* What is asked
In the pitching analysis below, which batter was the only one to hit a home run off Zimmermann in April?
# Text extract start
Through 33.0 innings pitched, Zimmermann has featured a 2.69 FIP, a higher than usual 47.5 percent groundball rate, and a consistently strong pop-up tendency with a 10.8 percent infield fly rate. The batted ball results are great, but the defense independent numbers might be a little misleading. It is unusual to have FIP drop by more than a full run despite worse strikeout and walk rates. His 17.4 percent strikeout rate and 12.1 percent strikeout minus walk rate are each the lowest figures of Zimmermann's career.
The obvious explanation to these conflicting numbers is Zimmermann's abnormally low home run rate. In April, only the Twins' Byung-ho Park was able to take him deep, leading to a 2.7 percent home run per fly ball rate that is unsustainable and below his career average.
However, he's been a very effective pitcher in prior years without the benefit of a low home run rate. The lack of strikeouts he's generated is a little more concerning. His fastball velocity has dropped over a mile per hour (91.7 mph) from last season's already decreased rate (93.0 mph). Batters aren't swinging at pitches outside of the zone anymore (down to a 21.7 percent O-swing rate from 32.5 percent in 2015), and he's generating fewer swings and misses.
# Text extract end
# Records shown start
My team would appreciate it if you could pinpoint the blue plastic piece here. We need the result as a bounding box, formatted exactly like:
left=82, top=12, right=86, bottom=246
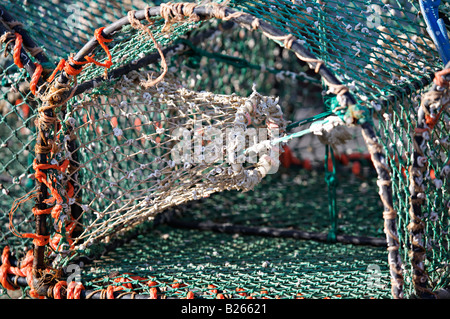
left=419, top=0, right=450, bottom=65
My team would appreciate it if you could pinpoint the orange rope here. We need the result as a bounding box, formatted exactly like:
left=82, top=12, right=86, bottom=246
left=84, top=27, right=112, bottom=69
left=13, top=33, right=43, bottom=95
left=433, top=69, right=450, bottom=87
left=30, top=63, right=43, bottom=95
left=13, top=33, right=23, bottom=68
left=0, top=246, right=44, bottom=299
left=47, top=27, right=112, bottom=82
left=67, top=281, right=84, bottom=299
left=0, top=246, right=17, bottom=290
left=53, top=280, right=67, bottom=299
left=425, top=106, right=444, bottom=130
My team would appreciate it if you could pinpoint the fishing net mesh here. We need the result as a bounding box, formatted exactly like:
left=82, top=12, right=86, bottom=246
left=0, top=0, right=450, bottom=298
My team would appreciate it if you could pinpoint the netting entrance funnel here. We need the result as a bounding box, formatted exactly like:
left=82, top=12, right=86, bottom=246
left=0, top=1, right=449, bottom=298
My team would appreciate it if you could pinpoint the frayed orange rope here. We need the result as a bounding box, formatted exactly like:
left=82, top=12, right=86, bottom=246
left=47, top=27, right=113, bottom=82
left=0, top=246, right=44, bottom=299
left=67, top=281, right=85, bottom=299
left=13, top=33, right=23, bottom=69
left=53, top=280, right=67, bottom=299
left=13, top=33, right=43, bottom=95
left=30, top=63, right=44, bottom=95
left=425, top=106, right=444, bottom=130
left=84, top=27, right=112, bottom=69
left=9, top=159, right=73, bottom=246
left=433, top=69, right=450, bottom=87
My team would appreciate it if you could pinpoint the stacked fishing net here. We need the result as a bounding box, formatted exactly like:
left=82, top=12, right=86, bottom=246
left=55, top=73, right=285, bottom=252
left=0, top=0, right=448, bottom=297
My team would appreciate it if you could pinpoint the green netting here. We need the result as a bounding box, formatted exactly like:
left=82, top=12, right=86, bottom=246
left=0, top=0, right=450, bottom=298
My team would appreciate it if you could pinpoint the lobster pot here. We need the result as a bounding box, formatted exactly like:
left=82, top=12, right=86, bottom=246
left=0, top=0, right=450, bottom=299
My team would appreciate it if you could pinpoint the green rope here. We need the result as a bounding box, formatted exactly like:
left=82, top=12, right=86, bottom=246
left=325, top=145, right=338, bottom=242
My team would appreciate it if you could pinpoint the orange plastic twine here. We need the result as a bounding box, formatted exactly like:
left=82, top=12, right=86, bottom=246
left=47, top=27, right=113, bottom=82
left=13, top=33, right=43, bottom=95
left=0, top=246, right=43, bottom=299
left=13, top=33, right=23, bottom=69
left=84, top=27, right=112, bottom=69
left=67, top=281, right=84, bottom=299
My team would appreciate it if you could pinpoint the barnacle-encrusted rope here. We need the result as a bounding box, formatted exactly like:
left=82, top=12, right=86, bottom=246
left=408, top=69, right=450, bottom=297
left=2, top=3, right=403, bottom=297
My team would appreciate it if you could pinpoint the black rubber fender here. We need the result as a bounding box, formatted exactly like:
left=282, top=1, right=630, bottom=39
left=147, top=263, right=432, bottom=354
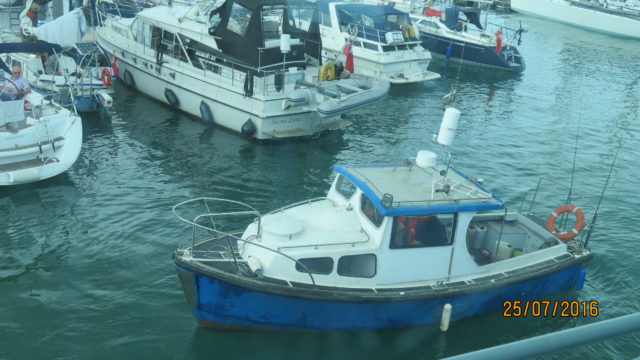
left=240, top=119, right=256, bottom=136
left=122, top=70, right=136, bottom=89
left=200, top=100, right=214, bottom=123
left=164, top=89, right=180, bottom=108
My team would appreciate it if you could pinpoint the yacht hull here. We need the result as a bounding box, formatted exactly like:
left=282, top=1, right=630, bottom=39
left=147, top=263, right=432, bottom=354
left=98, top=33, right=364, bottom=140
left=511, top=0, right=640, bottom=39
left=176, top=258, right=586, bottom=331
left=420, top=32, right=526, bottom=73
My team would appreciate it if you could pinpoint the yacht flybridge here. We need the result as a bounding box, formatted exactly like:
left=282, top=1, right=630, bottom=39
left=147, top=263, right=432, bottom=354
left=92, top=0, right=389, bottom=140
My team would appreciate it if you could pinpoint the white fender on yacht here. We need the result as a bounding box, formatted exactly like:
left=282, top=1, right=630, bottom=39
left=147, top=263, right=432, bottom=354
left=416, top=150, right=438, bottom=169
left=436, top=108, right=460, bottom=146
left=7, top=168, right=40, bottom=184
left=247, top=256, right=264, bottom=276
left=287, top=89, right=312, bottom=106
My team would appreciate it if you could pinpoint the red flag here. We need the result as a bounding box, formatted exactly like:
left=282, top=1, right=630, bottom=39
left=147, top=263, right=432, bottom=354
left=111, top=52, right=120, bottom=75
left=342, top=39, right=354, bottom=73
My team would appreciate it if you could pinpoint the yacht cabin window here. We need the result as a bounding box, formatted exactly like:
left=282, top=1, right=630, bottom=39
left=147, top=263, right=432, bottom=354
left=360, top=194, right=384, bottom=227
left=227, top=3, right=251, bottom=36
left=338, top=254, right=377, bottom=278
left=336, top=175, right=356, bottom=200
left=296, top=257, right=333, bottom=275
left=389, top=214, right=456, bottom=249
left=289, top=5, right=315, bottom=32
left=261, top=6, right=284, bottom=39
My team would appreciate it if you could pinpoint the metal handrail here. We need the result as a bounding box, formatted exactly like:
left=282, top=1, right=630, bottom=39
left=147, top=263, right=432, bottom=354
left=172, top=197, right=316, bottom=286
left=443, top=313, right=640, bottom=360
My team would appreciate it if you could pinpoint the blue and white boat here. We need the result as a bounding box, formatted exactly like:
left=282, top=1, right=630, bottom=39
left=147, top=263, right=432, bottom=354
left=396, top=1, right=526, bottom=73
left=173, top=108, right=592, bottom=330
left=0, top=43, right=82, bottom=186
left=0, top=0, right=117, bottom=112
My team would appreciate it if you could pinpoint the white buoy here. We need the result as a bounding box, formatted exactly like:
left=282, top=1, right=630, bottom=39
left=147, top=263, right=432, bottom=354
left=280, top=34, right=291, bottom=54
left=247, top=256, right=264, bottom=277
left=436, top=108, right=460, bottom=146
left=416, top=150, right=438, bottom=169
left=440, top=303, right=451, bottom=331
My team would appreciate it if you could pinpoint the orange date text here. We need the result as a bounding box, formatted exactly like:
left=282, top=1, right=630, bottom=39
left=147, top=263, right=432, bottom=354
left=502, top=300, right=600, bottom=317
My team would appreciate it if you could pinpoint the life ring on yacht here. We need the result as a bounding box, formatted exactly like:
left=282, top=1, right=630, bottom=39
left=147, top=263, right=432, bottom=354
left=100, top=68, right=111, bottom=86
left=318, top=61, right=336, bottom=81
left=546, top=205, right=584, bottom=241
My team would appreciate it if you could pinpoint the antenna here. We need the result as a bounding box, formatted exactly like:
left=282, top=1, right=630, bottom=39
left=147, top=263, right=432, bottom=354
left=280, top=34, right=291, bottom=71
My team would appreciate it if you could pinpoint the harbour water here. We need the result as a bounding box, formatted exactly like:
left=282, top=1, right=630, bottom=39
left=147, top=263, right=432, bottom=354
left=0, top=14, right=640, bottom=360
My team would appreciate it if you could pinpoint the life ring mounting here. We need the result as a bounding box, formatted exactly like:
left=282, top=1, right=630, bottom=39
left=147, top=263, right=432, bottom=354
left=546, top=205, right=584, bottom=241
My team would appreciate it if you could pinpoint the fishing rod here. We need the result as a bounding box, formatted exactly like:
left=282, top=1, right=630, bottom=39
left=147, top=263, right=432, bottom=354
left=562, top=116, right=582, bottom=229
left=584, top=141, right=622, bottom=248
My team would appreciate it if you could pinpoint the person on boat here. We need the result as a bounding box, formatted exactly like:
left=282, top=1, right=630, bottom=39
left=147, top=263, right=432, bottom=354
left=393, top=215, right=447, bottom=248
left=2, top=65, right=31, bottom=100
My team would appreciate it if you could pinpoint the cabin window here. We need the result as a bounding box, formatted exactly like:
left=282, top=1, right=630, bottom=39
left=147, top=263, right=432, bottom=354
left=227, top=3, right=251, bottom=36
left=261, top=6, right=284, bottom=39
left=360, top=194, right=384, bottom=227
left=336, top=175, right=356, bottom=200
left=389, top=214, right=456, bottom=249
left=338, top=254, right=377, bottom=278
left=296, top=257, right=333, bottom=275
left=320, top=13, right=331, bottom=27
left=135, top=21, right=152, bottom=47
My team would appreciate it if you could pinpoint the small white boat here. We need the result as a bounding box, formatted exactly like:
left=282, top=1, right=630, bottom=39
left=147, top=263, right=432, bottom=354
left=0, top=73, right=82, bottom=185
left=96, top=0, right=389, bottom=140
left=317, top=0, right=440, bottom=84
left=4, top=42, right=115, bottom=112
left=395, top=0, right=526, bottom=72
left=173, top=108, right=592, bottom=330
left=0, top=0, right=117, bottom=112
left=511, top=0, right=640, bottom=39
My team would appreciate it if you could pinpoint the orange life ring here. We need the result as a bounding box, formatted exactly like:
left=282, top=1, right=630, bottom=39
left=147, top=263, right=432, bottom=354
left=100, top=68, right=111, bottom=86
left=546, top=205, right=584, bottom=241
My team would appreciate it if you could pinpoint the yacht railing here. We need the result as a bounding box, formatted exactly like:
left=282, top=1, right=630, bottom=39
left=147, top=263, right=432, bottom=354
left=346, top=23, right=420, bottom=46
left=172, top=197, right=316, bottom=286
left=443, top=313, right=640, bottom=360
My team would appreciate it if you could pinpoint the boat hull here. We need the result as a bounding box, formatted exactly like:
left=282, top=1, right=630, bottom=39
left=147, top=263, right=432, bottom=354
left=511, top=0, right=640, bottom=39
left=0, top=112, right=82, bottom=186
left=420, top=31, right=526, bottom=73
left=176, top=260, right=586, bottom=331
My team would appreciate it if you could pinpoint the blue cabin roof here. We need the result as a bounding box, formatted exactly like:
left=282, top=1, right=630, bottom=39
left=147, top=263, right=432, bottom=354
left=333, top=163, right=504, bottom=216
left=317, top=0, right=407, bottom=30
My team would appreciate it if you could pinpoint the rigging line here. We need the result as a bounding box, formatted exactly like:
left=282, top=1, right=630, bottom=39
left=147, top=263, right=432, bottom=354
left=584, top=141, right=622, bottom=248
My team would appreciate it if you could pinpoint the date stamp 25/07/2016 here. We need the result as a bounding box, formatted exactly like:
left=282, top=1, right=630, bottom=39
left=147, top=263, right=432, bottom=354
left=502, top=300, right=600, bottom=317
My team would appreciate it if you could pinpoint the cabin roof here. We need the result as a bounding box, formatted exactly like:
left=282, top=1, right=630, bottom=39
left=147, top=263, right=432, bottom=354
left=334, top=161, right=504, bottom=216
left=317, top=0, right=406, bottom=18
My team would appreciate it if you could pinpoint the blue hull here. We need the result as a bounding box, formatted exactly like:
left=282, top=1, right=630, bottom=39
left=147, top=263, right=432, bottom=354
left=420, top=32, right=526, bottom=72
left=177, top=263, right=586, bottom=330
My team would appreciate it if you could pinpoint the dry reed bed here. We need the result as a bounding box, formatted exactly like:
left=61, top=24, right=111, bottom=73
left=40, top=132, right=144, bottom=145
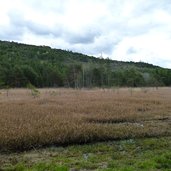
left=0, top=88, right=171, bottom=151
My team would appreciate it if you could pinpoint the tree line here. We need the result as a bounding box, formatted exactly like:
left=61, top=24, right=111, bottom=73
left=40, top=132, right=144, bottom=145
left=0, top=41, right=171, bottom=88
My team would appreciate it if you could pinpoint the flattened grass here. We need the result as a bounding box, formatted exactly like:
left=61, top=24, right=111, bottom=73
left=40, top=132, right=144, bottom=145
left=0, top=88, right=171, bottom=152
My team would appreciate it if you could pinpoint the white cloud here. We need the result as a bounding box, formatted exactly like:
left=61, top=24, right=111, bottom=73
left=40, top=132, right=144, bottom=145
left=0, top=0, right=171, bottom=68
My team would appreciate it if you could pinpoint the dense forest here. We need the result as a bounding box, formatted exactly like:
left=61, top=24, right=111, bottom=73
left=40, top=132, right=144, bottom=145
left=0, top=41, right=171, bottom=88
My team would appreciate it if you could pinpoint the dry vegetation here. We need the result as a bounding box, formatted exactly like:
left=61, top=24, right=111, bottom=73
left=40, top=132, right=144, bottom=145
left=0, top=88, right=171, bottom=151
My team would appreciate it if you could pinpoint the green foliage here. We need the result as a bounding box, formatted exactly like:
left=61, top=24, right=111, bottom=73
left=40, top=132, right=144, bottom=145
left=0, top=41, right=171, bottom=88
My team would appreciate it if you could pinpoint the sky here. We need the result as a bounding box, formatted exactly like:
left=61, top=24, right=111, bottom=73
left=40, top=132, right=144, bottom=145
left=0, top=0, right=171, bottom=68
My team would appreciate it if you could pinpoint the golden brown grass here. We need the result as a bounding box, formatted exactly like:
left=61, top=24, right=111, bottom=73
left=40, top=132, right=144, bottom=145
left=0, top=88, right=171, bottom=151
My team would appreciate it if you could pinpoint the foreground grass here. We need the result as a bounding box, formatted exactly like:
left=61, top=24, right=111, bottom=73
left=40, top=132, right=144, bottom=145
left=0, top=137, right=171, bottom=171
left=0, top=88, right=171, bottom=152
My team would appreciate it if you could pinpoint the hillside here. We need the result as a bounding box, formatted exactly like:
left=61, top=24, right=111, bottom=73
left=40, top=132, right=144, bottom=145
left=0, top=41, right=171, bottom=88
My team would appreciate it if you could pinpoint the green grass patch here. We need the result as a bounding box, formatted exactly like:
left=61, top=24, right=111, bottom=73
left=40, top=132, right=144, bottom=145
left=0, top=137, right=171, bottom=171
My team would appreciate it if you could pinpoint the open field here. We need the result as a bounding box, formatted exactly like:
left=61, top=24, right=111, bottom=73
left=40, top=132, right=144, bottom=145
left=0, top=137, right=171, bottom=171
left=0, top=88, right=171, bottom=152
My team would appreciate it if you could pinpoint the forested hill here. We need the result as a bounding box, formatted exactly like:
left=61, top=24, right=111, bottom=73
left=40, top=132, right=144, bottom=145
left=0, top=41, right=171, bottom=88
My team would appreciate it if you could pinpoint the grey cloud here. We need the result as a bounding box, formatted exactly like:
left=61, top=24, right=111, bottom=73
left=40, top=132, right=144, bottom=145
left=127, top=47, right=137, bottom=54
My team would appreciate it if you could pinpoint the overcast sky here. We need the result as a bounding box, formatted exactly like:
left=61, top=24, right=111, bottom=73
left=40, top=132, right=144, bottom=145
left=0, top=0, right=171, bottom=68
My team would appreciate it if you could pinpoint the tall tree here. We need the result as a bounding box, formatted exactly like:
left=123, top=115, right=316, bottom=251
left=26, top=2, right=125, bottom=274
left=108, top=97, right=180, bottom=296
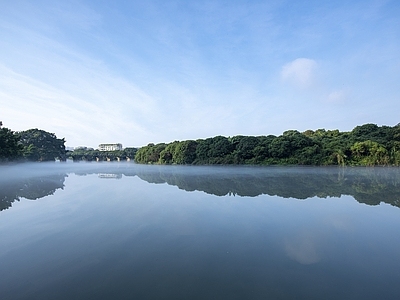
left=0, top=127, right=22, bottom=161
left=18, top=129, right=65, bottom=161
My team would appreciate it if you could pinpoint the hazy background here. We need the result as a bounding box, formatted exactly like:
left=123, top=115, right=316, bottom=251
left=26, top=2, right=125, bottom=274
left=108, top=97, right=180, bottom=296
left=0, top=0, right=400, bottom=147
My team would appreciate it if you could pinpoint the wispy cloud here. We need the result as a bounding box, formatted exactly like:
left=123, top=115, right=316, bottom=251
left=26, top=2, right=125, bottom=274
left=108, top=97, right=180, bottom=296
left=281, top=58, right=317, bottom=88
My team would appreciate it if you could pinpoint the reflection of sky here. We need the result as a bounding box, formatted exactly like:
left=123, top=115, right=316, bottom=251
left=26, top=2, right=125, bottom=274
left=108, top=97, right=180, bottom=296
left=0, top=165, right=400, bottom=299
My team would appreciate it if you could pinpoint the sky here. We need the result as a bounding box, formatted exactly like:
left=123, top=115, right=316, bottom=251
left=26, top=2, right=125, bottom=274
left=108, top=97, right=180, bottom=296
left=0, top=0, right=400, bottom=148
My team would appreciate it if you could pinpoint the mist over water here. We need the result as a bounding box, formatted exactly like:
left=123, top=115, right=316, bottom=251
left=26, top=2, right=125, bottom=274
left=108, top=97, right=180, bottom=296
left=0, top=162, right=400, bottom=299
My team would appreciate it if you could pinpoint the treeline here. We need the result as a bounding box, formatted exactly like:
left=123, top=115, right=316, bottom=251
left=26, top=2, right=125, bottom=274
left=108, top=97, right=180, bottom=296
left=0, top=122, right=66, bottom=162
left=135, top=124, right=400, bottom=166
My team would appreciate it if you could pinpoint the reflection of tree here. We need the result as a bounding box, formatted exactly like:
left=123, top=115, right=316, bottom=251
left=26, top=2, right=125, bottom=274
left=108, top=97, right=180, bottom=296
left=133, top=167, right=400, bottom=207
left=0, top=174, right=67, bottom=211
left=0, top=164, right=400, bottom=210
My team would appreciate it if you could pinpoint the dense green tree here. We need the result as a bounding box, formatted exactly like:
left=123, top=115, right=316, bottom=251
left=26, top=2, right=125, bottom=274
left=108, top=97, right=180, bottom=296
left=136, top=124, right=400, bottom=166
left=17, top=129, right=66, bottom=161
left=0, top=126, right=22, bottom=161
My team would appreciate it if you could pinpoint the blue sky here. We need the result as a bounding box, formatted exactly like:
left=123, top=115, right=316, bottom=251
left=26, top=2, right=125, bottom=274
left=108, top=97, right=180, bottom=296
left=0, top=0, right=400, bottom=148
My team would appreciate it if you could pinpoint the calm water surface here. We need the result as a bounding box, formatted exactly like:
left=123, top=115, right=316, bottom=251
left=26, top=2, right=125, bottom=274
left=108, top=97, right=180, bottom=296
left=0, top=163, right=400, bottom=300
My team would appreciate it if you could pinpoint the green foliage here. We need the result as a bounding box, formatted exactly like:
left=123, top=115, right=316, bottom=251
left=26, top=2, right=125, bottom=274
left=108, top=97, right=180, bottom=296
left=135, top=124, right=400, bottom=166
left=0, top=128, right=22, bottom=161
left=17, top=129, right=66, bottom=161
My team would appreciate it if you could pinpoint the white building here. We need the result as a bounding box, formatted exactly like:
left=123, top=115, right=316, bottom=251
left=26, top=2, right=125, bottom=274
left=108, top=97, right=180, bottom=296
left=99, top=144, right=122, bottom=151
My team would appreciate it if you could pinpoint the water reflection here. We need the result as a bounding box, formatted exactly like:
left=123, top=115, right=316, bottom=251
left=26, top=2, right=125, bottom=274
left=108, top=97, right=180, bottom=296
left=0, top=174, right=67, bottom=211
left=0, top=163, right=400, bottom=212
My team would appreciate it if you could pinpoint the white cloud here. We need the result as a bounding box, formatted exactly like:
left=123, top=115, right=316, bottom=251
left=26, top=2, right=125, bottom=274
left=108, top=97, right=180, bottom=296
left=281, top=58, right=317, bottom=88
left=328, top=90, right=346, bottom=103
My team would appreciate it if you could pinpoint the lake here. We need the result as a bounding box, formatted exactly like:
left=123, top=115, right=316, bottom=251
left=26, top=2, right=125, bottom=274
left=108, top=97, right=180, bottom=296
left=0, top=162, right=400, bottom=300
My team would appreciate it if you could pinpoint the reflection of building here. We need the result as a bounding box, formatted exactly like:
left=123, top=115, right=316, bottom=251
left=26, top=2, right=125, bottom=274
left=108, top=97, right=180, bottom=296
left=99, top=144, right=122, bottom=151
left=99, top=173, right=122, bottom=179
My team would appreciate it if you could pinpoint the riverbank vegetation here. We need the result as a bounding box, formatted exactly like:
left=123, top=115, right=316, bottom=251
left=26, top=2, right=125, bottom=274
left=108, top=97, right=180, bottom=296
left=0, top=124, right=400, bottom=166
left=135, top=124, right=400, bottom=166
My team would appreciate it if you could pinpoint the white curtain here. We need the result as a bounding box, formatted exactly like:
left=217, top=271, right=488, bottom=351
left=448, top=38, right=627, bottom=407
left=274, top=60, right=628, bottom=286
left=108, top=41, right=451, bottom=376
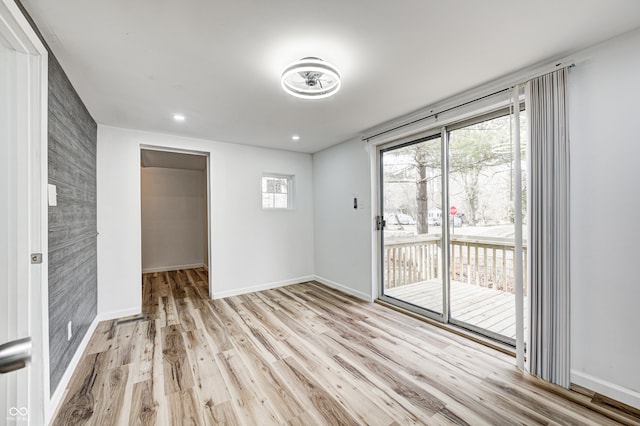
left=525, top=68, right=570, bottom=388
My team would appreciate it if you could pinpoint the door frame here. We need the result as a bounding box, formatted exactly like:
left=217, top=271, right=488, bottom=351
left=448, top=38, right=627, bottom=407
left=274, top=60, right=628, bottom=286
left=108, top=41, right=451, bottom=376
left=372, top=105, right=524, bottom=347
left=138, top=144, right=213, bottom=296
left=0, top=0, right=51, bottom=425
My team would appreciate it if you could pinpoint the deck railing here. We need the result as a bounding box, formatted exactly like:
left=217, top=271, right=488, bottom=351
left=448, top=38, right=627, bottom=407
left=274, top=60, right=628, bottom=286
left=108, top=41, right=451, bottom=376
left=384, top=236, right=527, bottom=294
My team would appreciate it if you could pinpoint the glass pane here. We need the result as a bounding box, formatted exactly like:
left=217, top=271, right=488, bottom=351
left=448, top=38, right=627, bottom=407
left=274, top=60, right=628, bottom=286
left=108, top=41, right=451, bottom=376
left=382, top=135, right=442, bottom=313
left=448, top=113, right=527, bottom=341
# Records shown end
* Output for this task
The Twins' Byung-ho Park.